• GIVEN TASK: Continue the passage on Melodifestivalen's voting history, starting right after its final sentence.

• TEXT BLOCK:
Melodifestivalen is an event organised by Swedish public broadcasters Sveriges Television (SVT) and Sveriges Radio (SR) to determine the country's representative at the Eurovision Song Contest. The voting procedures to select the entrant for the annual contest have varied over the years since the country's debut in . The Swedish broadcasters have experimented with techniques including splitting the juries by age, regional voting, and using an "expert" jury. Televoting was controversially first introduced in 1993, as an unannounced experiment. The Swedish telephone network promptly collapsed under the strain of phone calls being made.

Televoting was permanently reintroduced in 1999, but the regional jury system was retained, and given a 50% weighting in the overall results. In 2011, the regional juries were abolished and their task was given to juries from other countries that participate in the year's Eurovision Song Contest. 2015 saw the introduction of a mobile app that allowed the public to vote for their favourite entries for free. The current voting system has been the subject of controversy on several occasions, as it is possible for the song which receives the most votes from the public not to win, as happened in 2005, 2008, 2013, 2017 and 2022.

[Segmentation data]
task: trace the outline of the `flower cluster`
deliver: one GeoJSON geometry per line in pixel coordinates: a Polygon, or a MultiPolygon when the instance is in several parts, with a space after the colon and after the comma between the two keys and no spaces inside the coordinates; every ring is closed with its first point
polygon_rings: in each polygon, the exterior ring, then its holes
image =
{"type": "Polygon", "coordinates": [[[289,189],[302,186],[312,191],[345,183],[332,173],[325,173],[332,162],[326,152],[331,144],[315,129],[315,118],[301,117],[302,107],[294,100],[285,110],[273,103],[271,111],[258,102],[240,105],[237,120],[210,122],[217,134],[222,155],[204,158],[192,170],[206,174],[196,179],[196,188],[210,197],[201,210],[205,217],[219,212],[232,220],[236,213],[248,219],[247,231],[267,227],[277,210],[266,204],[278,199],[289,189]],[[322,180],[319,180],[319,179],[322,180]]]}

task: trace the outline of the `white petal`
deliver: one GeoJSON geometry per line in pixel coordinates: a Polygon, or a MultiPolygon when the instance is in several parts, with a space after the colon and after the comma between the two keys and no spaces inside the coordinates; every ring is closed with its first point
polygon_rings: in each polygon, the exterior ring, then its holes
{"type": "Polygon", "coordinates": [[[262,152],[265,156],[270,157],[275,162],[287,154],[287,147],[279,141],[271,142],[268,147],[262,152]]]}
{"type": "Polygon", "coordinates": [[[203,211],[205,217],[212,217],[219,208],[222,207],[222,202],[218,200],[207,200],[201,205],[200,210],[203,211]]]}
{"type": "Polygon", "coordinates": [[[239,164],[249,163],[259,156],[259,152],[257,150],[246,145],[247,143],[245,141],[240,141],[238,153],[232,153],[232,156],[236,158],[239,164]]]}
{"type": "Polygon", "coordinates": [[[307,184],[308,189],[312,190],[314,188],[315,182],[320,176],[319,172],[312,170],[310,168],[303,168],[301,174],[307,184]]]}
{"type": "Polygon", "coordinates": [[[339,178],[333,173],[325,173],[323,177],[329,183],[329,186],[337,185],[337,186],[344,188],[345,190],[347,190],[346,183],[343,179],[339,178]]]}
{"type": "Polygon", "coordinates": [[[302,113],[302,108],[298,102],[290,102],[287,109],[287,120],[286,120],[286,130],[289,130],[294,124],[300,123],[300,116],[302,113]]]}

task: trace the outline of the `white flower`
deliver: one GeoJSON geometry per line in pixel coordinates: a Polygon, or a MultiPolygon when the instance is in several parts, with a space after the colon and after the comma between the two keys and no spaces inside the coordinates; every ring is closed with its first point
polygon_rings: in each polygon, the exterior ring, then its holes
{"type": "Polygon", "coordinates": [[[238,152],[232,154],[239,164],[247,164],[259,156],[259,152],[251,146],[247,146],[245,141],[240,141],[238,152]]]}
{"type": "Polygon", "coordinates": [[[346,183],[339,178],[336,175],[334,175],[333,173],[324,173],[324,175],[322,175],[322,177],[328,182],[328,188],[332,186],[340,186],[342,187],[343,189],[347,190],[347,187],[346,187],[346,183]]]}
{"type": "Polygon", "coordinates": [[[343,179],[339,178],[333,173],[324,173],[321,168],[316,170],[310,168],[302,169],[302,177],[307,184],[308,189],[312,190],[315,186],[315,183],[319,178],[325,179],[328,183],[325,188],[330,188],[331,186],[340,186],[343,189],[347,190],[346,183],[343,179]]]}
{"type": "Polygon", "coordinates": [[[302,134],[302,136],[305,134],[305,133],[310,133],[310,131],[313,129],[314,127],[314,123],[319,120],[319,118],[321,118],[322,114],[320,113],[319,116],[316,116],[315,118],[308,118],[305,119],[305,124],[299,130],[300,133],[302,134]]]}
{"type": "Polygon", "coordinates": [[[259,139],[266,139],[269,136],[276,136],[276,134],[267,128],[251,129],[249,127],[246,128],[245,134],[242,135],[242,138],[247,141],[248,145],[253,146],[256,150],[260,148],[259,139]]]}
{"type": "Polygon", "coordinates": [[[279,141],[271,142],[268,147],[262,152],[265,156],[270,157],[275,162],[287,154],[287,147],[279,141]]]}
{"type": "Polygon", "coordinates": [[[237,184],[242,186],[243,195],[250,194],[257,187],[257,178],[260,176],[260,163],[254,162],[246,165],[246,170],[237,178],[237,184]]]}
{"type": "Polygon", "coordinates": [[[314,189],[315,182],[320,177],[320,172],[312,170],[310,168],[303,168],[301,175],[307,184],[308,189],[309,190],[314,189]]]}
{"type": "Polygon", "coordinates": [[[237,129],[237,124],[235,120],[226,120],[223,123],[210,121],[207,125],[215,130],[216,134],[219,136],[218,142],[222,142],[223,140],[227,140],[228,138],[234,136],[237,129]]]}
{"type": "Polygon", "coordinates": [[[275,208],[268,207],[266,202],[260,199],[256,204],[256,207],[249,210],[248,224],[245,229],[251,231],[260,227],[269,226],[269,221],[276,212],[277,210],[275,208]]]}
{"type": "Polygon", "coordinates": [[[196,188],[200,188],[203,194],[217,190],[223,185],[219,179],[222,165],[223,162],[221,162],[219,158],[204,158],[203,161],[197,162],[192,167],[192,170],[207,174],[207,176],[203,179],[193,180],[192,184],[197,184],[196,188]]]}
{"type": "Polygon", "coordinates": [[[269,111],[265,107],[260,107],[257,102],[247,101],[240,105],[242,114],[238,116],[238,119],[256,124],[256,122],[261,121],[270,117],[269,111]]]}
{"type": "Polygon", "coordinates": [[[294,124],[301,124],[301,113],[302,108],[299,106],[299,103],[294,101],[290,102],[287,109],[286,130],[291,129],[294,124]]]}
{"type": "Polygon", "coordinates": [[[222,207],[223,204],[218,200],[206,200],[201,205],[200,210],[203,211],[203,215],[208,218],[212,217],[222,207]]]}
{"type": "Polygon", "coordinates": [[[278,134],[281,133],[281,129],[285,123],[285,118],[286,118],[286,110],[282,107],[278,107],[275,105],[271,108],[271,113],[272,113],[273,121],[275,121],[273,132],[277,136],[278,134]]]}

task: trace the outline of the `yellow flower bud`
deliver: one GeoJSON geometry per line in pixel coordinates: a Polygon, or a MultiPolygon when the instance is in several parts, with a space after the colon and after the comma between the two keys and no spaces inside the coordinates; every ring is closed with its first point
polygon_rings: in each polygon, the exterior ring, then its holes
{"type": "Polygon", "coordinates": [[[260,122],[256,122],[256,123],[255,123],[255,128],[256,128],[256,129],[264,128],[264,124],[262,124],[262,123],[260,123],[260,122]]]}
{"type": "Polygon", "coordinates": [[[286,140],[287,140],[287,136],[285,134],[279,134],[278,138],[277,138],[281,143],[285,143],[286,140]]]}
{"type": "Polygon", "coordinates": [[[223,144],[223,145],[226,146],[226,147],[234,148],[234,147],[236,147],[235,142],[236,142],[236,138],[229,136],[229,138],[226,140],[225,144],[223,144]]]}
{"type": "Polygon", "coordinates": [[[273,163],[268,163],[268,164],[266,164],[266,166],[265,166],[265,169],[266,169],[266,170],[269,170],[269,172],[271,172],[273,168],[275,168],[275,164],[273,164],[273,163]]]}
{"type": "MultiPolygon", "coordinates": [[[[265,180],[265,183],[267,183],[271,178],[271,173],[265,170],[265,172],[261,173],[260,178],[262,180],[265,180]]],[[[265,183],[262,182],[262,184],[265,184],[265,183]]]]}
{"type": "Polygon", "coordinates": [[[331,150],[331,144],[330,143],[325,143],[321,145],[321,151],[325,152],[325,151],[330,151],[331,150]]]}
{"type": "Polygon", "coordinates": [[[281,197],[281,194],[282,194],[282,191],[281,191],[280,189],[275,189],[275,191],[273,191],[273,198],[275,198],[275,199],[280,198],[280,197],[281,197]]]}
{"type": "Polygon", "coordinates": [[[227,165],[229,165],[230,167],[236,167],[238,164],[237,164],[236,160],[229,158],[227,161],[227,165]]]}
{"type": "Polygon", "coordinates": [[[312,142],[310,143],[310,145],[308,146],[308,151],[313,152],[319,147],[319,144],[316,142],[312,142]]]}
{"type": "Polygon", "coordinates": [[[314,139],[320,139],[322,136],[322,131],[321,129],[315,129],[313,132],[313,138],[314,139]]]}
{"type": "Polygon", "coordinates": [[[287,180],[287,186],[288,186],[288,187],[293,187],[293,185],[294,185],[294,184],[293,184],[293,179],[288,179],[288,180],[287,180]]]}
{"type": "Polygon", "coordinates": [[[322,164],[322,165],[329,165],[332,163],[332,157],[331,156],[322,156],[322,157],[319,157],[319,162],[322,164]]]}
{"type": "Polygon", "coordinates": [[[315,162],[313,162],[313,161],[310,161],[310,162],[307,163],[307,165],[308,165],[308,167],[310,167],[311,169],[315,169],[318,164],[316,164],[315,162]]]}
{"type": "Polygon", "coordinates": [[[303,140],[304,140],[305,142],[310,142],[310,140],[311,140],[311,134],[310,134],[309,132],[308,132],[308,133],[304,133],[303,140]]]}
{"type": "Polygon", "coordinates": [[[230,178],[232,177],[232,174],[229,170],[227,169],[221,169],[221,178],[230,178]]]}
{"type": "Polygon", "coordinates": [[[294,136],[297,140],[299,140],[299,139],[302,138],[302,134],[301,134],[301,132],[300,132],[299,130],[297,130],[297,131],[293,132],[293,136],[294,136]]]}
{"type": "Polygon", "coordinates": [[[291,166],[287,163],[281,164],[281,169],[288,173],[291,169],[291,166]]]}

---

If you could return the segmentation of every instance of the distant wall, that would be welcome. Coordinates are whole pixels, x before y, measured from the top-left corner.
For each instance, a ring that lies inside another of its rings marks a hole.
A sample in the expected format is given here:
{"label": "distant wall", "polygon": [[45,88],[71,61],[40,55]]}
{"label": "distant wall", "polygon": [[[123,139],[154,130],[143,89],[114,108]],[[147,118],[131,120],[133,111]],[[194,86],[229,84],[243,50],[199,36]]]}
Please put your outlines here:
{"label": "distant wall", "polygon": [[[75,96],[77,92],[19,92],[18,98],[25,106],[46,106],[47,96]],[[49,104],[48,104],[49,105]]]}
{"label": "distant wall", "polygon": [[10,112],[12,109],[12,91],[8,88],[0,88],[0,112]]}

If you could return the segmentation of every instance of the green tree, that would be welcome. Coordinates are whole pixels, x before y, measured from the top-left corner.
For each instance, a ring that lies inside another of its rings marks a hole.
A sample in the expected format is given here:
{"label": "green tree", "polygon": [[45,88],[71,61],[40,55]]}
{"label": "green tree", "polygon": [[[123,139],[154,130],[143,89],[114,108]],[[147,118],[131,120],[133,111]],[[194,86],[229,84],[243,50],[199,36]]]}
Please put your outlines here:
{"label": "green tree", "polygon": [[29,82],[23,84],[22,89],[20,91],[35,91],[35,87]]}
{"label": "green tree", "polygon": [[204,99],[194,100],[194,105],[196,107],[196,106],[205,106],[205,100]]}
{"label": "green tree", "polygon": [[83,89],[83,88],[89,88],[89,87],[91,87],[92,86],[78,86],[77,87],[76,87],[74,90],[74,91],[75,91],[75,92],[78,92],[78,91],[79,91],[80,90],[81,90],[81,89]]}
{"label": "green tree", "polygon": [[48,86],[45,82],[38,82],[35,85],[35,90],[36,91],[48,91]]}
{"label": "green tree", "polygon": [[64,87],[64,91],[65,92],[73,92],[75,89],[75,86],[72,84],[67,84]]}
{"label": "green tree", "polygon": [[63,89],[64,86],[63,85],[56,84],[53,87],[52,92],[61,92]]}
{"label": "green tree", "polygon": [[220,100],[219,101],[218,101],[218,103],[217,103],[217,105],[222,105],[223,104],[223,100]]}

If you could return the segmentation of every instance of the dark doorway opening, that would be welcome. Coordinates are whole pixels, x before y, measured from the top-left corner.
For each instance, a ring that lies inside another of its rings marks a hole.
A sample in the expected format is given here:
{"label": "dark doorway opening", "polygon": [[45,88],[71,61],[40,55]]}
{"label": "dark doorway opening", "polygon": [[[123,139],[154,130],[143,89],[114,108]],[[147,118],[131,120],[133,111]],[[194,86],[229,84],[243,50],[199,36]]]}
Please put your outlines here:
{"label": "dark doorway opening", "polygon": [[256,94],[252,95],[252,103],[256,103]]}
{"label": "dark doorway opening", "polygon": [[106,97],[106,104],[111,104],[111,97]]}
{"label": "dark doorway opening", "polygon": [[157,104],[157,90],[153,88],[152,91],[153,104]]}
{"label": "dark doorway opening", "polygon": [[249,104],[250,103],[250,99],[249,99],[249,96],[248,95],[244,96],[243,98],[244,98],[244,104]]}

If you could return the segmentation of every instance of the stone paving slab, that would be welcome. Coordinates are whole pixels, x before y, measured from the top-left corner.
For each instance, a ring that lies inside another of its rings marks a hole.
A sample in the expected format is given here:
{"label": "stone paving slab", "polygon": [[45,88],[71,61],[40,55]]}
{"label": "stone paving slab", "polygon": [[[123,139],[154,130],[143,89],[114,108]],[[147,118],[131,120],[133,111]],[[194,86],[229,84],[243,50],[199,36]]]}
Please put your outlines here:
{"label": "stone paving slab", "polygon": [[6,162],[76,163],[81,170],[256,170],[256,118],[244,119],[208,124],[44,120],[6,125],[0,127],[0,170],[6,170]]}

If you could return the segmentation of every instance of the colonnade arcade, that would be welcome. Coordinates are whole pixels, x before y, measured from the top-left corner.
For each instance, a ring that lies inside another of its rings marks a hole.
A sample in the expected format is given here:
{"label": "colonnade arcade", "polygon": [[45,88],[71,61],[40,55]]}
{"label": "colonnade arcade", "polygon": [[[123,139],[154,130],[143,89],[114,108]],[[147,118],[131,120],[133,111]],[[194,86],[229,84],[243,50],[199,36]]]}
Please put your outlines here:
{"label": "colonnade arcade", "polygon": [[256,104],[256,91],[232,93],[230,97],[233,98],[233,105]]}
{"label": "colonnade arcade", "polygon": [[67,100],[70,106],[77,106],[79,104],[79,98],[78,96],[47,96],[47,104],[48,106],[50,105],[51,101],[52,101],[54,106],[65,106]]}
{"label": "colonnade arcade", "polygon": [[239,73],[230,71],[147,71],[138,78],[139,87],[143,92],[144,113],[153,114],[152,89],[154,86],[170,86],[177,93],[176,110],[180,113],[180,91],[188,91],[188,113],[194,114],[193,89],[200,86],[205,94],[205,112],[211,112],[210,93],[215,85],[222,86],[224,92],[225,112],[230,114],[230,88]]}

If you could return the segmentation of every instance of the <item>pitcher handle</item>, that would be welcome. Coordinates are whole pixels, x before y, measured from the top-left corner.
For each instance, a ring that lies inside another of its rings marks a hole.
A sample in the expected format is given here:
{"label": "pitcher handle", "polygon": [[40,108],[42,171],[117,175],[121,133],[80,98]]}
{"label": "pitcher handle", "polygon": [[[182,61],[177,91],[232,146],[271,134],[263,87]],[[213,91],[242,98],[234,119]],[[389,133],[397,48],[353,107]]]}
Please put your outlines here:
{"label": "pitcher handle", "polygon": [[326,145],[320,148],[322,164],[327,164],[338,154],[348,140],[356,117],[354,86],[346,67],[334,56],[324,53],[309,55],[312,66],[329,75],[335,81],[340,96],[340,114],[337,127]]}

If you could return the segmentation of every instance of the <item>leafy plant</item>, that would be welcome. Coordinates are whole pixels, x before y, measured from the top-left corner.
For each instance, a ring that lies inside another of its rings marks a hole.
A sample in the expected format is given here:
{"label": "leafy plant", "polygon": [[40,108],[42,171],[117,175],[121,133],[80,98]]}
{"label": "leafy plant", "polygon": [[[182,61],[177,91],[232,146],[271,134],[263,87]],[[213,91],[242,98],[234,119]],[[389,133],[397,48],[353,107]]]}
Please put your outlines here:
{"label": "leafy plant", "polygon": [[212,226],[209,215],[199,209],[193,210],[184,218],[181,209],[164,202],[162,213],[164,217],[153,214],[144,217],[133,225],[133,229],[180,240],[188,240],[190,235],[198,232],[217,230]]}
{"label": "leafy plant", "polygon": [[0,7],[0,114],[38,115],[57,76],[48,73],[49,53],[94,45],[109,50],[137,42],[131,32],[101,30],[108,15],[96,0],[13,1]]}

---

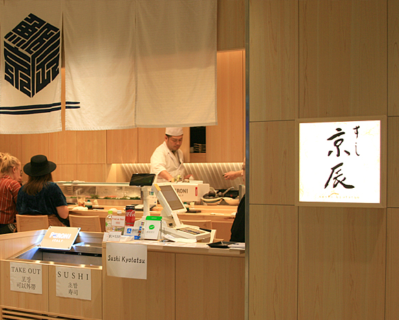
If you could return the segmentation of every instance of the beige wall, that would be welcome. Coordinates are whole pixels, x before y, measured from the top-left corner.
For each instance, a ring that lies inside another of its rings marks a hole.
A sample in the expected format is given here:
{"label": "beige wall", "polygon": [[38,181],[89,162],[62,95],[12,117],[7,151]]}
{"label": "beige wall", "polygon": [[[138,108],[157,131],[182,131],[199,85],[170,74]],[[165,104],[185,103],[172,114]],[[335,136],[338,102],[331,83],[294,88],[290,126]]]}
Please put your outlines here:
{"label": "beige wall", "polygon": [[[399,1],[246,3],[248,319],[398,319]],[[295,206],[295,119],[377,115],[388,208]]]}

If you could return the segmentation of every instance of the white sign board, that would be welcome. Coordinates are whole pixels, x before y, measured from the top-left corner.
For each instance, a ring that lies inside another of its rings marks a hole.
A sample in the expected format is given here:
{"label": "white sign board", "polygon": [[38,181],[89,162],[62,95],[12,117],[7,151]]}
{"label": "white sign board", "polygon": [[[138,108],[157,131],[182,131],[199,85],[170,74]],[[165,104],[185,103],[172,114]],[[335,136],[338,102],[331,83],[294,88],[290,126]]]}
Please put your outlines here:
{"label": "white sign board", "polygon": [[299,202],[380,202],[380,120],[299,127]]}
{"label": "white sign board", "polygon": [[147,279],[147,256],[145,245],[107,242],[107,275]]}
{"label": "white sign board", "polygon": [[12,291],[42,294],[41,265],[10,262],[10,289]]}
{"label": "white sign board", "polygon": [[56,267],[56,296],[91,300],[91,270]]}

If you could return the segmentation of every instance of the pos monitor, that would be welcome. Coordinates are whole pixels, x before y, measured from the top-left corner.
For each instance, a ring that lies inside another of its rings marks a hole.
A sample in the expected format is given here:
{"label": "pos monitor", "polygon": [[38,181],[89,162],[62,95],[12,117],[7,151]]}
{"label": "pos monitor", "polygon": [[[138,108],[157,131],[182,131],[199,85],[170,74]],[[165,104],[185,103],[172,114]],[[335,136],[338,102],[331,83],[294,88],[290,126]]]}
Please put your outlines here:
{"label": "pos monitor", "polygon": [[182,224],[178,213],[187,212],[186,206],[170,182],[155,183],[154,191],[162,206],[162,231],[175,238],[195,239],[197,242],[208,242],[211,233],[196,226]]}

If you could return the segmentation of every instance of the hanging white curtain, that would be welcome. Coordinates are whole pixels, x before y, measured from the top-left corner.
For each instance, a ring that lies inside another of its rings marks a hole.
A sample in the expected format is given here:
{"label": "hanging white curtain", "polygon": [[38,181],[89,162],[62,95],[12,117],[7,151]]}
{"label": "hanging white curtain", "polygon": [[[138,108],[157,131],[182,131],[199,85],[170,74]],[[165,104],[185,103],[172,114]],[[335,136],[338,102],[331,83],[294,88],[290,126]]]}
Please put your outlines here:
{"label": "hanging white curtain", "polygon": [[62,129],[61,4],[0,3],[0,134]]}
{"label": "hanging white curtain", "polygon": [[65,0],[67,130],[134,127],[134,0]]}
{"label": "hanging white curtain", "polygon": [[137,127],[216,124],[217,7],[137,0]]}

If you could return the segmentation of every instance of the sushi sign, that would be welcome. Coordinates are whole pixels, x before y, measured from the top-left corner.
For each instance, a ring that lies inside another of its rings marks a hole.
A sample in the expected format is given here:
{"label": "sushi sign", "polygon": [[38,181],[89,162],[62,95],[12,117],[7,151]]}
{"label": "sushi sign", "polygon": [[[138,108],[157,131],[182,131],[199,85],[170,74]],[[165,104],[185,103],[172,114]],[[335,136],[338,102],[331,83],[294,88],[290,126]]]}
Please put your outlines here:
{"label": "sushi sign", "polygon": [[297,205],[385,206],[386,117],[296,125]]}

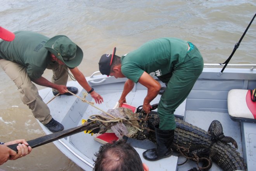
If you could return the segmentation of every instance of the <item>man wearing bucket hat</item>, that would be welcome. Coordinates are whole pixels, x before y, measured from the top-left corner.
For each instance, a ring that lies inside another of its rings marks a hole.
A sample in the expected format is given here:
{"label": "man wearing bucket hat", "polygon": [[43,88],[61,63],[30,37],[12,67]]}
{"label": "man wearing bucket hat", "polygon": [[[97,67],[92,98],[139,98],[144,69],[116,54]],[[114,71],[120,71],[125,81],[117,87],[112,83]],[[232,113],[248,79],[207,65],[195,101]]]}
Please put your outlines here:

• WRITTEN RESPONSE:
The current televoting and app-voting record is 23,521,188 votes in the Melodifestivalen 2023 final.

Summary of voting systems used

Records

In the event of a tie, the song that received more votes from the public receives the higher position. The closest victories are Tommy Körberg's in 1969 and Björn Skifs' in 1978. In 1969, Körberg tied for first place with Jan Malmsjö before winning after the jury voted for their favourite out of the two. In 1978, Björn Skifs tied for first place with Lasse Holm, Kikki Danielsson and Wizex; but won after each jury was called to vote for their favourite out of the tied songs. Unlike in 1969, each jury group (rather than individual jury members) counted for one point in the tie-break.

Since the current voting system was introduced, results have been more clear-cut. The televoters and juries agreed on the winner in seven out of nine finals between 1999 and 2007. The closest victory since 2014 is The Mamas' one-point win in 2020. The biggest victory by straight-points in the history of the event is ABBA's win in 1974 with 302 points. Under the current voting system the record is 288 points, achieved by Måns Zelmerlöw in 2015 with the song "Heroes". The entry also broke the record for the biggest difference between the winning and second placed song, with 149 points between it and Jon Henrik Fjällgren's "Jag är fri (Manne leam frijje)". "Heroes" also garnered the largest amount of both jury and viewer points received by an entry since 1999, gathering 122 points and 166 points, respectively. Two songs have scored top marks from each voting region: Carola Häggkvist in 1983 with "Främling", and Arvingarna in 1993 with "Eloise". However, in 1993, experimental televoting was used and the two are not entirely comparable. The biggest victory in terms of points as a percentage of the total possible score is also held by Carola and "Främling", which defeated Kikki Danielsson's "Varför är kärleken röd?" by 43 points, 48% of the total potential mark.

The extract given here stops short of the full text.